In this project, the pre-trained TensorFlow model, which is Faster R-CNN ResNet trained on MS COCO 2017 dataset will be applied to predict the coordinate of the bounding boxes as well as to predict which object that each bounding box represents.

Before we start to cerate the algorithm, let's import the necessary library for this project.

In [30]:
import numpy as np
import tensorflow as tf
import cv2
import time
import yaml
import imutils
from os import listdir
from os.path import isfile, join
import itertools
import math
import glob
import os
import matplotlib as plt

## Load the Model, Video, and Additional Files

The first thing that we should do is to assign the color of out bounding boxes. Now, there are going to be two colors that will be applied in this project: Green and Red. If the distance between 2 or more people are greater than the specified minimum distance, then the bounding box will have green color, otherwise it's going to be red.

In [4]:
RED = (0, 0, 255)
GREEN = (0, 255, 0)

Next, we need to load the pre-trained model such that the model is ready to create a prediction. From the Faster R-CNN model trained on MS COCO dataset, we get the frozen inference graph of the model. This is a frozen graph which can't be trained anymore and it contains the graph definition of the model as well as trained parameters. 

To load the model, we define the class to instansiate the model and a function within the class to predict the image.

In [5]:
class Model:
   
    def __init__(self, model_path):

        
        self.detection_graph = tf.Graph()
        
        # Load the model into the tensorflow graph
        with self.detection_graph.as_default():
            
            od_graph_def = tf.compat.v1.GraphDef()
            
            with tf.io.gfile.GFile(model_path, 'rb') as file:
                
                serialized_graph = file.read()
                print(serialized_graph)
                od_graph_def.ParseFromString(serialized_graph)
                tf.import_graph_def(od_graph_def, name='')

[Location identification listing]

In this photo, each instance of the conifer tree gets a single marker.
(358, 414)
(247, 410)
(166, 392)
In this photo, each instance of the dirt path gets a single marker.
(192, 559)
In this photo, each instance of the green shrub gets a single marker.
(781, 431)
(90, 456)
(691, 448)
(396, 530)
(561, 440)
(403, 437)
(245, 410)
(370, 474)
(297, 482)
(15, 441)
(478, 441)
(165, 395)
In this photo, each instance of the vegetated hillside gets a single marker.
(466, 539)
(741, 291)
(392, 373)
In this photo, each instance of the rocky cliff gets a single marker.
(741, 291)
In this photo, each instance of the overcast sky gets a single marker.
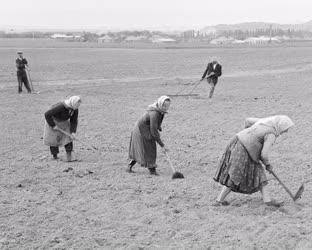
(150, 13)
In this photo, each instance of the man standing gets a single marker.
(21, 64)
(213, 71)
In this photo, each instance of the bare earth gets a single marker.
(97, 205)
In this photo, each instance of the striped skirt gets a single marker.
(56, 138)
(238, 171)
(142, 149)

Exercises to complete:
**A)** Render this sentence from the object detection excerpt in Spanish: "This is a frozen graph which can't be trained anymore and it contains the graph definition of the model as well as trained parameters."
**B)** Reproduce the object detection excerpt word for word, everything from "self.detection_graph = tf.Graph()" down to "od_graph_def.ParseFromString(serialized_graph)".

Results in order:
**A)** Se trata de un grafo congelado que ya no se puede entrenar y que contiene la definición del grafo del modelo, así como los parámetros entrenados.

**B)**
self.detection_graph = tf.Graph()
        
        # Load the model into the tensorflow graph
        with self.detection_graph.as_default():
            
            od_graph_def = tf.compat.v1.GraphDef()
            
            with tf.io.gfile.GFile(model_path, 'rb') as file:
                
                serialized_graph = file.read()
                print(serialized_graph)
                od_graph_def.ParseFromString(serialized_graph)